## INSTRUCTIONS
a - In the mailing list message, what reason does it give for the hyperv_fb driver using fbdev deferred I/O?
b - Render the rows as a numbered list with blank lines omitted, starting at the row containing "If you would be willing to tag the white" and ending at the row containing "If you would be willing to tag the wooden".

RE: fbdev deferred I/O broken in some scenarios

Michael Kelley <mhklinux@xxxxxxxxxxx> · Wed, 19 Mar 2025 20:38:02 +0000

From: Thomas Zimmermann <tzimmermann@xxxxxxx> Sent: Tuesday, March 18, 2025 1:26 AM
> 
> Am 18.03.25 um 03:05 schrieb Michael Kelley:
> > I've been trying to get mmap() working with the hyperv_fb.c fbdev driver, which
> > is for Linux guests running on Microsoft's Hyper-V hypervisor. The hyperv_fb driver
> > uses fbdev deferred I/O for performance reasons. But it looks to me like fbdev
> > deferred I/O is fundamentally broken when the underlying framebuffer memory
> > is allocated from kernel memory (alloc_pages or dma_alloc_coherent).
> >
> > The hyperv_fb.c driver may allocate the framebuffer memory in several ways,
> > depending on the size of the framebuffer specified by the Hyper-V host and the VM
> > "Generation".  For a Generation 2 VM, the framebuffer memory is allocated by the
> > Hyper-V host and is assigned to guest MMIO space. The hyperv_fb driver does a
> > vmalloc() allocation for deferred I/O to work against. This combination handles mmap()
> > of /dev/fb<n> correctly and the performance benefits of deferred I/O are substantial.

## DATASET EXTRACT
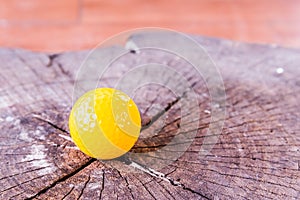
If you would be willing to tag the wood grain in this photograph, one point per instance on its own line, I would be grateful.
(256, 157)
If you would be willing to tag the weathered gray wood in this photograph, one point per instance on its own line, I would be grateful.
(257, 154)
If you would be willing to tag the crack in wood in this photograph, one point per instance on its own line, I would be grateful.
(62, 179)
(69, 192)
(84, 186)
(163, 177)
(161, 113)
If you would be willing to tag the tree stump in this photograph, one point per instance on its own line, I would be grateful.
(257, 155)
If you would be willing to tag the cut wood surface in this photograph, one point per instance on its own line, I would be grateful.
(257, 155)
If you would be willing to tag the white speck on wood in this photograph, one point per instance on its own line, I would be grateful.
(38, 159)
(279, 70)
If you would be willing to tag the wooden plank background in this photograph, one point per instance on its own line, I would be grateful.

...

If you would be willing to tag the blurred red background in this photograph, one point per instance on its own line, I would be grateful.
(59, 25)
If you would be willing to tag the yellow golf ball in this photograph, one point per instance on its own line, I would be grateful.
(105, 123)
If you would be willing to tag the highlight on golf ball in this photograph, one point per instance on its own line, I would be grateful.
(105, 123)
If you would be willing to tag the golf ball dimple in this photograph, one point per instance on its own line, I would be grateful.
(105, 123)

## TASK-BY-TASK ANSWERS
a - Performance reasons.

b -
1. If you would be willing to tag the white speck on wood in this photograph, one point per instance on its own line, I would be grateful.
2. (38, 159)
3. (279, 70)
4. If you would be willing to tag the wooden plank background in this photograph, one point per instance on its own line, I would be grateful.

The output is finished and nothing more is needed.